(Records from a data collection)
==*==

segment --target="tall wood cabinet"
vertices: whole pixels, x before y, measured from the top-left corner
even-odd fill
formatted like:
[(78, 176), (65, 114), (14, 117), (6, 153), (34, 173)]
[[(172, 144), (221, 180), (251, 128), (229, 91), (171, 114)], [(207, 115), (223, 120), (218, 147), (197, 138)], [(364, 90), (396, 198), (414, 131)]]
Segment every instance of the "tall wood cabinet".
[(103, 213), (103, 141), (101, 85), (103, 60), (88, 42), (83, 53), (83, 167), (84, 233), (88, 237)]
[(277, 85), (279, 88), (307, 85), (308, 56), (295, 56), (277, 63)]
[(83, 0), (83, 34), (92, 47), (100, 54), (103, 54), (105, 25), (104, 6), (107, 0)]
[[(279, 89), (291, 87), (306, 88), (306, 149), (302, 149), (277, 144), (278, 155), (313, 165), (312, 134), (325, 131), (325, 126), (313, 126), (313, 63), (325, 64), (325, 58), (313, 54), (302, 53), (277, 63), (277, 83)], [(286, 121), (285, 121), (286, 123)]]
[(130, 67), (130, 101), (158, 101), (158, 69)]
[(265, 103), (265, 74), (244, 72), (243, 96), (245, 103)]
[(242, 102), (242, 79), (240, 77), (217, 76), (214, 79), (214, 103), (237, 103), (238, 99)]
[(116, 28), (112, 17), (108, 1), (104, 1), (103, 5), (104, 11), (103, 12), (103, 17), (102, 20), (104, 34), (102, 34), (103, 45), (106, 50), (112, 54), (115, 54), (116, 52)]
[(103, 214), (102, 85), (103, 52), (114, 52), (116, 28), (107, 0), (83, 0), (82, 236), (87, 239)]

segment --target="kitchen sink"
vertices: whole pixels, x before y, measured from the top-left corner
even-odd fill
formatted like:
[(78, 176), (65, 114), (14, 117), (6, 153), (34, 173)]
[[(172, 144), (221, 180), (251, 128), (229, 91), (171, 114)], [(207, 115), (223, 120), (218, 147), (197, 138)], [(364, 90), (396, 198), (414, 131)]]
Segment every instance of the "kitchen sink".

==*==

▸ Required task
Please reproduce the records above, from the first line up to and including the line containing "6), (107, 0)]", keeping every line but shifting each polygon vertex coordinate in the answers by adding 16 to it. Leave the request lines and their format samples unchanged.

▸ Task answer
segment --target="tall wood cabinet"
vertices: whole pixels, x before y, measured from the top-left corner
even-odd fill
formatted like:
[(78, 176), (65, 114), (14, 117), (6, 153), (34, 173)]
[[(172, 144), (221, 180), (251, 128), (229, 91), (171, 114)], [(207, 115), (223, 120), (218, 147), (197, 138)], [(364, 90), (396, 198), (414, 131)]]
Segment every instance of the "tall wood cabinet".
[(119, 229), (119, 157), (117, 101), (119, 76), (104, 58), (99, 69), (99, 183), (100, 249), (104, 253)]
[(293, 101), (295, 104), (323, 101), (324, 72), (311, 72), (293, 79)]
[(99, 16), (99, 50), (108, 63), (116, 70), (119, 70), (121, 41), (120, 22), (123, 16)]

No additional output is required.